■ **EXCERPT**:

#####

# Pythran version of the Julia challenge

Pythran compiles Numpy code into native code, with an emphasis on numerical kernels. In some way it does the same as Julia, but for Numerical Python: use a single language to catch'em all.

## Requirements

    pip install numpy
    pip install pythran colorlog

In [1]:
import pythran
%load_ext pythran.magic



In [2]:
import numpy as np
a = np.random.random((1000,1000))
b = np.random.random(1000)
c = np.random.rand()

In [3]:
ref = a + b + np.sin(c)

The magic below calls Pythran to provide an accelerated, vectorized version, loop-merged kernel. Pythran can support much more complex code than that, obvisouly :-)

In [4]:
%%pythran -DUSE_BOOST_SIMD -march=native -O3
import numpy as np
#pythran export kernel(float64[:,:], float64[:], float64)
def kernel(a, b, c):
    return a + b + np.sin(c)

Checking that the result is correct

In [5]:
out = kernel(a, b, c)

In [6]:
np.all(ref == out)

True

And benchmarking with %timeit, compared to numpy.

In [7]:
%timeit a + b + np.sin(c)

1.71 ms ± 21 µs per loop (mean ± std. dev. of 7 runs, 1000 loops each)


In [8]:
%timeit kernel(a, b, c)

914 µs ± 8.54 µs per loop (mean ± std. dev. of 7 runs, 1000 loops each)


## Bonus: alternatives

Naively exploring other straight-forward alternatives.

### requirements

    pip install numba numexpr cython

In [9]:
import numexpr as ne

In [10]:
%timeit ne.evaluate("a + b * sin(c)")

4.35 ms ± 23.7 µs per loop (mean ± std. dev. of 7 runs, 100 loops each)


In [11]:
import numba
@numba.jit(nopython=True)
def kernel(a, b, c):
    return a + b + np.sin(c)

In [12]:
%timeit kernel(a,b,c)

1.12 ms ± 19.6 µs per loop (mean ± std. dev. of 7 runs, 1 loop each)


In [13]:
%load_ext cython

In [14]:
%%cython --compile-args=-O3 --compile-args=-march=native

import numpy as np
cimport numpy as np
cimport cython

cdef extern from "math.h":
    double sin(double)


@cython.boundscheck(False)
def kernel(np.ndarray[np.float64_t, ndim=2] a,
                np.ndarray[np.float64_t, ndim=1] b,
                np.float64_t c):

    # Local variables
    cdef Py_ssize_t i, j
    cdef np.ndarray[np.float64_t, ndim=2] out

    out = np.empty_like(a)

    for i in range(a.shape[0]):
        for j in range(a.shape[1]):
            out[i,j] = a[i,j] + b[i] + sin(c)

    return out

In [15]:
%timeit kernel(a,b,c)

1.21 ms ± 15.3 µs per loop (mean ± std. dev. of 7 runs, 1000 loops each)

#####

■ **LIST OF TASKS**:
- a) Answer these questions from the Pythran notebook:
(i) Which flags are passed to the %%pythran magic?
(ii) Which three packages are installed for the alternatives?
(iii) What per-loop time does %timeit report for the Pythran kernel?
- b) In the Pythran notebook, why is np.all(ref == out) run after the Pythran kernel is called?
Please leave the records aside; nothing here depends on them.

#####

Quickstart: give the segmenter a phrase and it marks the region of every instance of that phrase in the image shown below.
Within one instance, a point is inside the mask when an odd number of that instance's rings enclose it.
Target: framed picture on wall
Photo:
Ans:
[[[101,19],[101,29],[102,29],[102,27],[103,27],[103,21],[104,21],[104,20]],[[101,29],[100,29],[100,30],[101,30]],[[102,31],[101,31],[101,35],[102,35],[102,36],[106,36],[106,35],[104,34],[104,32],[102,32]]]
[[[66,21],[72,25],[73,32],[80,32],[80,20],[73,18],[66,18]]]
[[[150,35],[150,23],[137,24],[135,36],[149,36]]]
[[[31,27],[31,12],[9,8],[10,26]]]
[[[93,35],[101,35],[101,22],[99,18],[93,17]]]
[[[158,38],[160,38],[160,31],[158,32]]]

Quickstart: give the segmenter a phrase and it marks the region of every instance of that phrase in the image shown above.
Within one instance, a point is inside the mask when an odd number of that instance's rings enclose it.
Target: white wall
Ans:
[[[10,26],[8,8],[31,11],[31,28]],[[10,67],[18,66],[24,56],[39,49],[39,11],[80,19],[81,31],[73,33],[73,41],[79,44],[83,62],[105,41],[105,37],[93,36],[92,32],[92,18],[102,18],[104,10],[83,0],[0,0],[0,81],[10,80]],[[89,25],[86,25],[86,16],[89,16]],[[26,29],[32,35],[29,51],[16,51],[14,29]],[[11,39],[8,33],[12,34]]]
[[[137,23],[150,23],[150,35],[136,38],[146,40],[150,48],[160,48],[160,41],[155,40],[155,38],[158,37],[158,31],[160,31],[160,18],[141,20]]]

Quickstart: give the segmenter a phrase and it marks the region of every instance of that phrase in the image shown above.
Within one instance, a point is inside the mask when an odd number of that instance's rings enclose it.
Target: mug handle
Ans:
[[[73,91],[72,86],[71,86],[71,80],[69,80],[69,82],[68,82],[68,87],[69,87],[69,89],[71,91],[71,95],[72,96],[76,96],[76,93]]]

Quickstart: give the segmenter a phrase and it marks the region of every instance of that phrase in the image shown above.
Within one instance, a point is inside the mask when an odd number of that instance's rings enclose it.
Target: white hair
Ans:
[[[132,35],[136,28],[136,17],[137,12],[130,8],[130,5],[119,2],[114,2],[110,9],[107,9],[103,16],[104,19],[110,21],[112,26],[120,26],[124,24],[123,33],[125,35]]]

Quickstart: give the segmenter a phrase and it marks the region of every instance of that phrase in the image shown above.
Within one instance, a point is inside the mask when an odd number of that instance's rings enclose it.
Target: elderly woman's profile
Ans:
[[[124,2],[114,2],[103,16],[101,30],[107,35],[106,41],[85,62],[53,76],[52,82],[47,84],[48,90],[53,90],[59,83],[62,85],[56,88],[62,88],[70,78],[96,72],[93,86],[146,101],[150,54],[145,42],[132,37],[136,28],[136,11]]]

#####

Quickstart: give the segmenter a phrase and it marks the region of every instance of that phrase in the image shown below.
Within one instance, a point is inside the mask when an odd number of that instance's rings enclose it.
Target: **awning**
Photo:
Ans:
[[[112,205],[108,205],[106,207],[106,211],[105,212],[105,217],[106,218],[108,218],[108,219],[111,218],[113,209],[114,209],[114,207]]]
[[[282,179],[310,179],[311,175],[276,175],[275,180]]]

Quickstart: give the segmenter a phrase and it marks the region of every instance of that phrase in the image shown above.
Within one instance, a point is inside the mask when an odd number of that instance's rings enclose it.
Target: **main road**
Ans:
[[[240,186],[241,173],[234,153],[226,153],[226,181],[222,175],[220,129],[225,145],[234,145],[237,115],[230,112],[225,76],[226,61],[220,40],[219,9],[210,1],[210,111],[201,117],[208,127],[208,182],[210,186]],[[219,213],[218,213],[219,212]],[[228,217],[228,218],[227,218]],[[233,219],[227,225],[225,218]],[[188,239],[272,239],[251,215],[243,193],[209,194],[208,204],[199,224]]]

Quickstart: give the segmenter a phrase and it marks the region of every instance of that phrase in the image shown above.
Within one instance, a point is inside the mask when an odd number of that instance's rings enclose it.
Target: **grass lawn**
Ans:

#####

■ **SOLUTIONS IN ORDER**:
- a)
(i) -DUSE_BOOST_SIMD -march=native -O3
(ii) numba, numexpr and cython
(iii) 914 µs ± 8.54 µs per loop (mean ± std. dev. of 7 runs, 1000 loops each)

- b) It checks that the kernel's result is correct. It compares the kernel's output with the reference computed by plain NumPy as a + b + np.sin(c), and the check returns True.